## [RECORDS PROVIDED]

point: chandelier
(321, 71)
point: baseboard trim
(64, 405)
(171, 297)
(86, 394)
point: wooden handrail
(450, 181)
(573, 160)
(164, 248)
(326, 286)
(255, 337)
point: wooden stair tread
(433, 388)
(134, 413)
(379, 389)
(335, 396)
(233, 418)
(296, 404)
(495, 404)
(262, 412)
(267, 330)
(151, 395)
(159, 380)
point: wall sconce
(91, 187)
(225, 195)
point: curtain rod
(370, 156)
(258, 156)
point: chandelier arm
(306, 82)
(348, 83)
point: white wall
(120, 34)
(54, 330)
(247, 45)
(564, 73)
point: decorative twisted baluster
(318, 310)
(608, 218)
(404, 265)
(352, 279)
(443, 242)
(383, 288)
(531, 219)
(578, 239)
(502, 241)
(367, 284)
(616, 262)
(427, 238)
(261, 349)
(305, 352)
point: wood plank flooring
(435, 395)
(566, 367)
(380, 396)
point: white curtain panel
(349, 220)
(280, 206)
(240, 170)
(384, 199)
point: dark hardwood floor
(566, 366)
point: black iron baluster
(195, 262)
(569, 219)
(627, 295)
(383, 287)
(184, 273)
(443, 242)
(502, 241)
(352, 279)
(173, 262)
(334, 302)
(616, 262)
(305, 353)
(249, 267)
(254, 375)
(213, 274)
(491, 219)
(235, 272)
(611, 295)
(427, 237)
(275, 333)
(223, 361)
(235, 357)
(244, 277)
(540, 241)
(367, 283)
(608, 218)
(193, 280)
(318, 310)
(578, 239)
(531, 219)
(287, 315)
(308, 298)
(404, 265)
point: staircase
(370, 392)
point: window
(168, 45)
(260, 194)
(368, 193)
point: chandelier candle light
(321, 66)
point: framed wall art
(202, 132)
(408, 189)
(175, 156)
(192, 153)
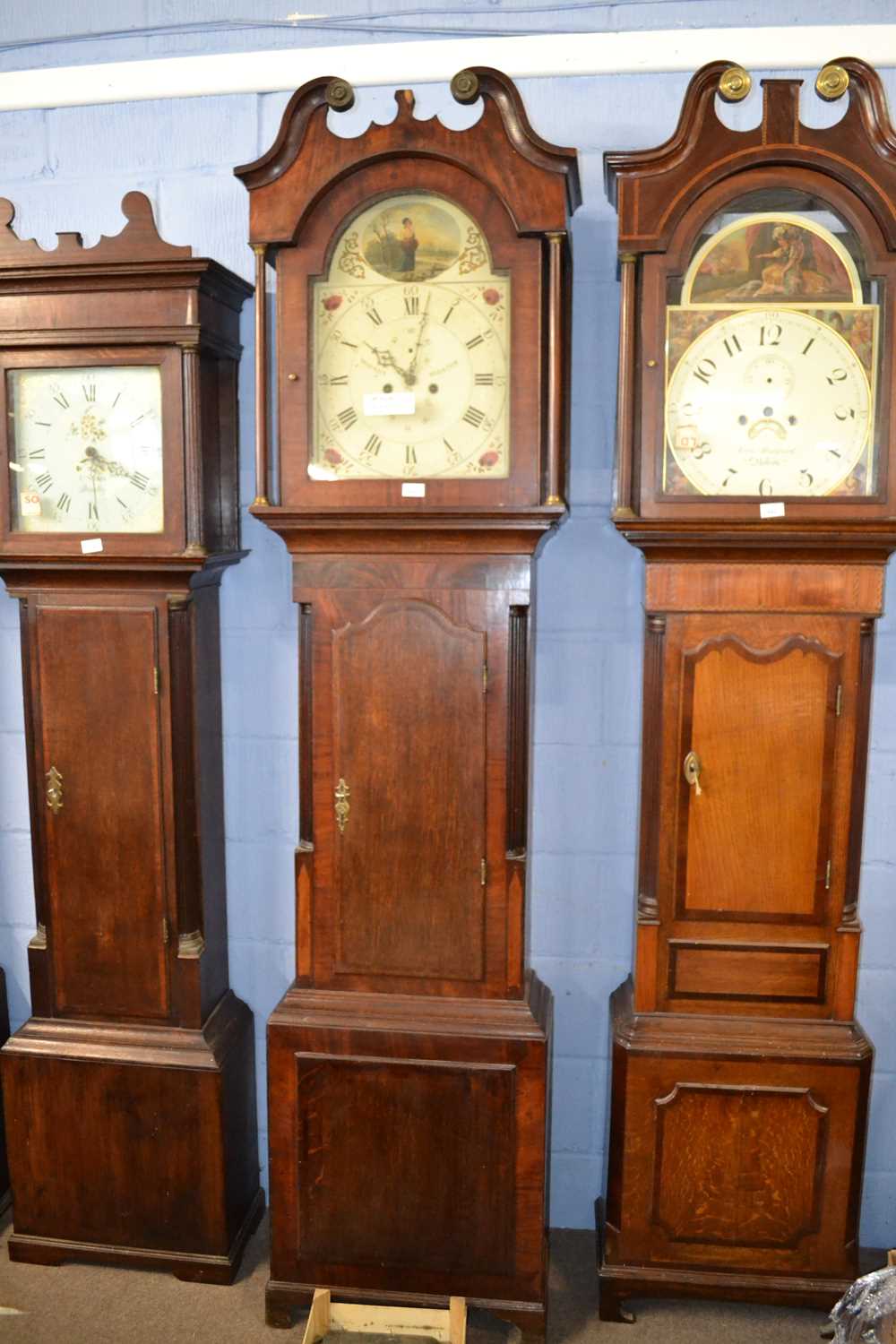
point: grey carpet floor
(80, 1304)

## [GOAL]
Print every entry above again without changing a word, and omit the pictures.

## [ANSWER FOR THE TASK]
point: chandelier
(321, 71)
point: baseboard trim
(64, 405)
(171, 297)
(86, 394)
point: wooden handrail
(450, 181)
(573, 160)
(164, 248)
(326, 286)
(255, 337)
point: wooden stair tread
(433, 388)
(134, 413)
(379, 389)
(335, 396)
(233, 418)
(296, 404)
(495, 404)
(262, 412)
(267, 330)
(151, 395)
(159, 380)
point: wall sconce
(91, 187)
(225, 195)
point: curtain rod
(370, 156)
(258, 156)
point: chandelier arm
(306, 82)
(348, 83)
point: white wall
(120, 34)
(54, 330)
(247, 45)
(564, 73)
point: decorative twisted baluster
(318, 310)
(608, 218)
(404, 265)
(352, 279)
(443, 242)
(383, 288)
(531, 219)
(578, 239)
(502, 241)
(367, 284)
(616, 262)
(427, 238)
(261, 349)
(305, 352)
point: wood plank flooring
(435, 395)
(566, 367)
(380, 396)
point: white curtain panel
(349, 220)
(280, 206)
(240, 170)
(384, 199)
point: dark hardwood floor
(566, 366)
point: black iron baluster
(195, 262)
(569, 219)
(627, 295)
(383, 287)
(184, 273)
(443, 242)
(502, 241)
(352, 279)
(173, 262)
(334, 302)
(616, 262)
(305, 353)
(249, 267)
(254, 375)
(213, 274)
(491, 219)
(235, 272)
(611, 295)
(427, 237)
(275, 333)
(223, 361)
(235, 357)
(244, 277)
(540, 241)
(367, 283)
(608, 218)
(193, 280)
(318, 310)
(578, 239)
(531, 219)
(287, 315)
(308, 298)
(404, 265)
point: staircase
(370, 392)
point: window
(168, 45)
(260, 194)
(368, 193)
point: chandelier candle light
(321, 66)
point: framed wall art
(202, 132)
(408, 189)
(175, 156)
(192, 153)
point: grey carpet floor
(80, 1304)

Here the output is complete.